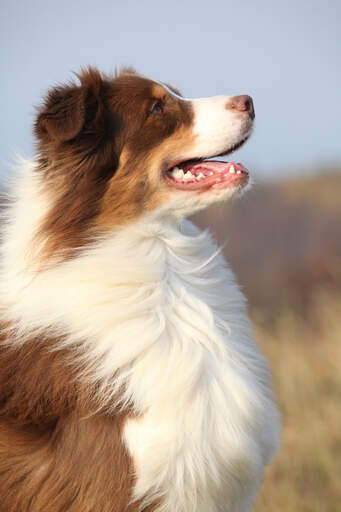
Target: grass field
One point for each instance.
(305, 358)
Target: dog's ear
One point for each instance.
(67, 109)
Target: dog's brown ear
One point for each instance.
(67, 108)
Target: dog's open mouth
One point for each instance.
(203, 174)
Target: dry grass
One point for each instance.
(306, 364)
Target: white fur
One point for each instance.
(155, 307)
(217, 127)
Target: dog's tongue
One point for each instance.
(208, 165)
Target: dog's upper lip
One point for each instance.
(168, 166)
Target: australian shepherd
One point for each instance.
(129, 377)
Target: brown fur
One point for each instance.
(58, 450)
(102, 151)
(102, 154)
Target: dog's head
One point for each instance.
(113, 148)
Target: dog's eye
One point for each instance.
(157, 108)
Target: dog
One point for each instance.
(129, 378)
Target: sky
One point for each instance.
(285, 54)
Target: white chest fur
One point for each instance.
(159, 311)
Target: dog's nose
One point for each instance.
(242, 103)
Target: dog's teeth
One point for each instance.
(188, 175)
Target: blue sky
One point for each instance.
(286, 54)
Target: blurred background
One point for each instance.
(283, 238)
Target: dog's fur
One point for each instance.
(129, 378)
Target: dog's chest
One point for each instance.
◇ ◇ ◇
Rewrite all of the items above, replacing "Target" with "Label" and leaving every other word unchanged. Omit the pictures from your answer.

Label: grass field
One point for each instance.
(305, 358)
Label: dog's ear
One point for each instance.
(67, 109)
Label: dog's brown ear
One point for each instance.
(67, 108)
Label: dog's open mouth
One point for each instance.
(203, 174)
Label: dry grass
One point for each instance.
(306, 364)
Label: white fur
One point for each instance.
(155, 307)
(217, 127)
Label: dog's tongue
One point for each instance.
(208, 165)
Label: dog's upper lip
One point for each instance.
(168, 166)
Label: australian shepherd
One point for each instance.
(129, 377)
Label: brown fur
One point for each instance.
(58, 450)
(102, 151)
(102, 154)
Label: dog's head
One point for each instance.
(113, 148)
Label: dog's eye
One point for each instance.
(157, 108)
Label: dog
One point for each instance.
(129, 378)
Label: sky
One point for each instance.
(285, 54)
Label: white chest fur
One point for each instance.
(159, 311)
Label: dog's nose
One point for each instance.
(242, 103)
Label: dog's teeth
One point for each instance.
(188, 175)
Label: blue sky
One point for each instance.
(286, 54)
Label: blurred background
One point for each instance.
(283, 238)
Label: dog's fur
One point for each instance.
(129, 378)
Label: dog's chest
One point for each instance.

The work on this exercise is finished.